** Your objective **
Reproduce the entries verbatim, starting at the line that contains "Can you find the bare" and ending after the line that contains "pixel 57 70", with both of those lines included.

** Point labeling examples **
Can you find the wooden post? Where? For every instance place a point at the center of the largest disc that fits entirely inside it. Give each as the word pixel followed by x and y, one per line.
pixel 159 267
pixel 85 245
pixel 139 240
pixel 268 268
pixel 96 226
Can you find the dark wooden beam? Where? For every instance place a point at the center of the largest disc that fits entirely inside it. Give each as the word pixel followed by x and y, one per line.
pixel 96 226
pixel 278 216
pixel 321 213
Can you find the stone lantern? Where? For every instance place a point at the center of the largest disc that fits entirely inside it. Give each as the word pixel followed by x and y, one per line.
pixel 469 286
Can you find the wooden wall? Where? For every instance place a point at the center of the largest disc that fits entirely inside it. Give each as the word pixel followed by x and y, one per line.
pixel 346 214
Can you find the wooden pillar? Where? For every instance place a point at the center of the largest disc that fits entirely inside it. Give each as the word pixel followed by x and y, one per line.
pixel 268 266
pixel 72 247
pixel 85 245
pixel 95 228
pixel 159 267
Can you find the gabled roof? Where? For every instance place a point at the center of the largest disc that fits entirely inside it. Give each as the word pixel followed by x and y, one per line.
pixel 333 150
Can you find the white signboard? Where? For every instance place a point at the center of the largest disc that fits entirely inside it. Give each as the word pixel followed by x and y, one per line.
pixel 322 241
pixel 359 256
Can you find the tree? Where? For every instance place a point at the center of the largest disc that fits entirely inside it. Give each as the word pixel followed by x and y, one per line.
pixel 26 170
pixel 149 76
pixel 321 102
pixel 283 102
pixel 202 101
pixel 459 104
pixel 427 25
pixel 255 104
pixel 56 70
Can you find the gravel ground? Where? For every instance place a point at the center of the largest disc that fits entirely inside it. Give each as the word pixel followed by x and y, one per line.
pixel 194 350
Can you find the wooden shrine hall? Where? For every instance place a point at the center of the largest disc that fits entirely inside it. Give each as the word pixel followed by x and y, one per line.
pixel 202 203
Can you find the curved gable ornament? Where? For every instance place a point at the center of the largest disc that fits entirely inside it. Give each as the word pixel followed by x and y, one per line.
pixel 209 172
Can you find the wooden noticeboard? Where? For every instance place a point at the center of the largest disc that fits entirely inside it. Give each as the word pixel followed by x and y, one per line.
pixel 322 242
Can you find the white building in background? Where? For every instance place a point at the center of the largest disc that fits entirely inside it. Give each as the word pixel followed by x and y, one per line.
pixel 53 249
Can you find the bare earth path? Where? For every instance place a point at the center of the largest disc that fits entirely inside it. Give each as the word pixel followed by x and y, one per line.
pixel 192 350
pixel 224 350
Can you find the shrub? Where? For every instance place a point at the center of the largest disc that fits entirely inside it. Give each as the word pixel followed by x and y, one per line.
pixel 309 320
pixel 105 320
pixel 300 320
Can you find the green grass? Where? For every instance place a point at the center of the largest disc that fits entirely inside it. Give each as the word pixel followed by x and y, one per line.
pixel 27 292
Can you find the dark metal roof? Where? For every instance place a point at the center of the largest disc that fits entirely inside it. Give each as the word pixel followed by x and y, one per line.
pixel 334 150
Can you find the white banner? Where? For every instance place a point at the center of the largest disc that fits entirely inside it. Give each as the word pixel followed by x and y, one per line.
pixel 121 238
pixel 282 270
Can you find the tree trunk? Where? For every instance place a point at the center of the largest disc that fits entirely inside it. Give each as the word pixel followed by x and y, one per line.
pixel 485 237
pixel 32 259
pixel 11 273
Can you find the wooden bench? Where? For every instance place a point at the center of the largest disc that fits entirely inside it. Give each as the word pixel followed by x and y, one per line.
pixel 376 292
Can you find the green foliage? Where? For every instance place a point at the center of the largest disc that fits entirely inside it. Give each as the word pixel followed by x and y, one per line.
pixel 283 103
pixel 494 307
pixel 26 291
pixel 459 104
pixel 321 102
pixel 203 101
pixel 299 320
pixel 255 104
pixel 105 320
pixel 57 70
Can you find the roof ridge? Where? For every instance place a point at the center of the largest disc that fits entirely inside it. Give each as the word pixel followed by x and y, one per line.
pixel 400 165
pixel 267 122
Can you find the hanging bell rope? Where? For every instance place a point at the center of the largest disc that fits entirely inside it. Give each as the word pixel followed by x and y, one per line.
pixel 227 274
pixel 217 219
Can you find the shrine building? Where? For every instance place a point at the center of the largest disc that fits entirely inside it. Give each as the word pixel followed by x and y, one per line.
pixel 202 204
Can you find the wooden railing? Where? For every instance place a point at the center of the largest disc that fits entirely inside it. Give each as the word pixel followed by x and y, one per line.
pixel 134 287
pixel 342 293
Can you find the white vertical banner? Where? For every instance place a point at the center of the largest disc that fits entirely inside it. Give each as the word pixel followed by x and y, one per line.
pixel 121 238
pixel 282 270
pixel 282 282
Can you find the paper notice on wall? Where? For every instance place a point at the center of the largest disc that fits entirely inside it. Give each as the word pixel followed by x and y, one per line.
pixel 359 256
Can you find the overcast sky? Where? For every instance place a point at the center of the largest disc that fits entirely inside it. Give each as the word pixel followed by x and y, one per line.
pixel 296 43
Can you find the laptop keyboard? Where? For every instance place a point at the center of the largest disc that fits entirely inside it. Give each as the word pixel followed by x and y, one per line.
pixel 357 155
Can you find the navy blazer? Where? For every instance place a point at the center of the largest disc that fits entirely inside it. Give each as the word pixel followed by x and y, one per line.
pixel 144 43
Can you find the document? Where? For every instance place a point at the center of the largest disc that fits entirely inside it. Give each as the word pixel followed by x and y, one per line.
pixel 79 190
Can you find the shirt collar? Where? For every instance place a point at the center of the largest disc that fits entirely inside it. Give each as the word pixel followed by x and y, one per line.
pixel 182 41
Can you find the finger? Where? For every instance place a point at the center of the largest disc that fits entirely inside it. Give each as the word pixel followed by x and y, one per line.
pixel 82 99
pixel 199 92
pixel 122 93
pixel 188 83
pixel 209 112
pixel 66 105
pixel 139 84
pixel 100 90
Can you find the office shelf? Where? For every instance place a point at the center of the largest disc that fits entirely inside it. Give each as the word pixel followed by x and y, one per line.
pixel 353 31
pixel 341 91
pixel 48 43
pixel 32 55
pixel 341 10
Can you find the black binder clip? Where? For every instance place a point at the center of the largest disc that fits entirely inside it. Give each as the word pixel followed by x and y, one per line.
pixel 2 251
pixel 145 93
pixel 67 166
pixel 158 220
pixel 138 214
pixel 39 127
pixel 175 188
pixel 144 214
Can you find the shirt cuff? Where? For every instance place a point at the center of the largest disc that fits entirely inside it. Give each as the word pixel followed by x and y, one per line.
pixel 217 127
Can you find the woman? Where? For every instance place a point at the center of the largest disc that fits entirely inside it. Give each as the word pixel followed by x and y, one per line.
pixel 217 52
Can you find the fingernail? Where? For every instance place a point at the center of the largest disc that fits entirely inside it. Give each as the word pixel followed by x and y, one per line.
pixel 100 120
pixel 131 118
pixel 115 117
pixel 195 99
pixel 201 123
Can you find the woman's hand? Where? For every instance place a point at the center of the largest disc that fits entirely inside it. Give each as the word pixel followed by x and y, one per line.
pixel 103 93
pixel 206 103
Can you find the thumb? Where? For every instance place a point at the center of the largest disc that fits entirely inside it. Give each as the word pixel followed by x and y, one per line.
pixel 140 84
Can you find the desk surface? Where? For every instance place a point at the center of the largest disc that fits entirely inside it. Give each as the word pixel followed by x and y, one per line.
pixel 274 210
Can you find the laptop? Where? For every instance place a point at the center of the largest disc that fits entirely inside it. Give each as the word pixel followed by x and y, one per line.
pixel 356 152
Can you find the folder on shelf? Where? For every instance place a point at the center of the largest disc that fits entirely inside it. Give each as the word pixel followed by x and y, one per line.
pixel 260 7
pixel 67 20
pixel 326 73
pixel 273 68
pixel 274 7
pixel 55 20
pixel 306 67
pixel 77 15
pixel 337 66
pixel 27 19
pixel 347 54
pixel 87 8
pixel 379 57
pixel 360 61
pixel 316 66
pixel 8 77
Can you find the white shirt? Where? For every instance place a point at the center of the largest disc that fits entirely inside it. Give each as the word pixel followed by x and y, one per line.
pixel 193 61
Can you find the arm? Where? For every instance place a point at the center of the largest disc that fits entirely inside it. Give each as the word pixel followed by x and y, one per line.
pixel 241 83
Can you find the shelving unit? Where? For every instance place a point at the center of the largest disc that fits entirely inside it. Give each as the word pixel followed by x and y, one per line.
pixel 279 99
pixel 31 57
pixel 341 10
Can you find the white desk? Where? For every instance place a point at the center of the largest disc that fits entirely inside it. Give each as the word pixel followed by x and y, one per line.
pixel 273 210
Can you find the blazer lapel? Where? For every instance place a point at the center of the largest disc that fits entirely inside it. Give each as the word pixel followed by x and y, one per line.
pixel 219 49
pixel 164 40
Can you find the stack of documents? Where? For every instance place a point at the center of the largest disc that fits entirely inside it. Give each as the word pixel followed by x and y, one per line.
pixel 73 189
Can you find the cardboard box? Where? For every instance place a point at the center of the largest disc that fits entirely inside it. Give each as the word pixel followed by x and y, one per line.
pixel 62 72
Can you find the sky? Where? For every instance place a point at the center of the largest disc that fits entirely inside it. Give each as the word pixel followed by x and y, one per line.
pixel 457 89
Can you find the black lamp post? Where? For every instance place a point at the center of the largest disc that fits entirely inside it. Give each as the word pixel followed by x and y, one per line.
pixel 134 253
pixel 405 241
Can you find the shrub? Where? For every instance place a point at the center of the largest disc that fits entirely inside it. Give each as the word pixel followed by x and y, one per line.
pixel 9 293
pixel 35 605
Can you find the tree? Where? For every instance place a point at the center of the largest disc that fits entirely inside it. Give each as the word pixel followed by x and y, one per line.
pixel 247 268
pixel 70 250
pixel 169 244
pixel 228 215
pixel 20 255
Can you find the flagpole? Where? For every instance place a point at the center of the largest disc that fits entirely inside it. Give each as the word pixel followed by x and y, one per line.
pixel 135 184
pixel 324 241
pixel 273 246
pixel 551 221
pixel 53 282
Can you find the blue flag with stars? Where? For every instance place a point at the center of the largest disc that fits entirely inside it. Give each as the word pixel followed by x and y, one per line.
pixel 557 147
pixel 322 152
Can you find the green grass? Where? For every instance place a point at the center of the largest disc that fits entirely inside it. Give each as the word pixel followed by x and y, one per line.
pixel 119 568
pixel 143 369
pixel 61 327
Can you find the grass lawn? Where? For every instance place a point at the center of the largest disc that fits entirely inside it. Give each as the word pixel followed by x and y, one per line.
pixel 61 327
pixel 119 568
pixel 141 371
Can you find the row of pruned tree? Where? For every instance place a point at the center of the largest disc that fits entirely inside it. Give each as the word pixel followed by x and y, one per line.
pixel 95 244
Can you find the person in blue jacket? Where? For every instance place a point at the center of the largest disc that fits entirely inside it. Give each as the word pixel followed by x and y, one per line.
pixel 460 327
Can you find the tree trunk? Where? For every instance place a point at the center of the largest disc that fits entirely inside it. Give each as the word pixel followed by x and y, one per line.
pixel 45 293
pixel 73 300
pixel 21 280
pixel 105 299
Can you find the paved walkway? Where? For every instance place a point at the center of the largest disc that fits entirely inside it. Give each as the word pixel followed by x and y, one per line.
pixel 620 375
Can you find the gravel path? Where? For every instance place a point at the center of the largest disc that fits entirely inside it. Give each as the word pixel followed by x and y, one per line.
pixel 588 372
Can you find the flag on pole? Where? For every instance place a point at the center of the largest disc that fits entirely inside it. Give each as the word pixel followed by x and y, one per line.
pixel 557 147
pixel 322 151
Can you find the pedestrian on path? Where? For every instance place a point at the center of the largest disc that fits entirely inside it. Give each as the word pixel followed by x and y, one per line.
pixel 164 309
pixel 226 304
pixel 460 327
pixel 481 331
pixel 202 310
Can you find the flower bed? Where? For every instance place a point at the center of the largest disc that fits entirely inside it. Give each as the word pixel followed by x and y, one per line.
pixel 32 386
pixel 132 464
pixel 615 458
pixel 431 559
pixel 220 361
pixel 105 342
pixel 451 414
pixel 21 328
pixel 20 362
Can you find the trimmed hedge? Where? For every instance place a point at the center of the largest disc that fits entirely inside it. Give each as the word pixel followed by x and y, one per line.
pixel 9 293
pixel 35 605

** Answer for this exercise **
Can you find the bare earth path? Where? For every instance place a point at the center of the largest disc that fits entirely inside it. Give each as the word pixel followed by x and y, one per line.
pixel 192 350
pixel 224 350
Can you find the shrub? Where? For every instance place a point at the center of the largest disc that fits entirely inside it. Give each as the word pixel followed by x and y, one per line.
pixel 309 320
pixel 105 320
pixel 300 320
Can you find the green grass? Where? For every instance place a point at the center of the largest disc that fits entirely inside it. Give each as the word pixel followed by x and y, one per line.
pixel 27 292
Can you find the dark metal roof? Where? For every instance place a point at the center of the largest disc that fits entirely inside it. Give each as the word pixel followed by x and y, one per line.
pixel 334 150
Can you find the white banner? Where? For every instance place a point at the center of the largest disc that fits entirely inside it. Give each as the word pixel followed by x and y, one per line.
pixel 121 238
pixel 282 270
Can you find the tree trunk? Where? For every instance place a point at the center of the largest disc that fits entirely inside it. Give each as the word pixel followed by x and y, one per line.
pixel 485 237
pixel 32 259
pixel 11 273
Can you find the wooden bench? Where? For every instance place a point at the center of the largest disc that fits entirely inside it. Give each as the word pixel followed by x and y, one per line.
pixel 376 292
Can you find the green foliage? Where? For every instance place a point at the center of the largest disc that fits entirely inside it. Give each as the word pixel followed by x and y, one per line.
pixel 283 103
pixel 494 307
pixel 26 291
pixel 459 104
pixel 321 102
pixel 203 101
pixel 299 320
pixel 255 104
pixel 105 320
pixel 57 70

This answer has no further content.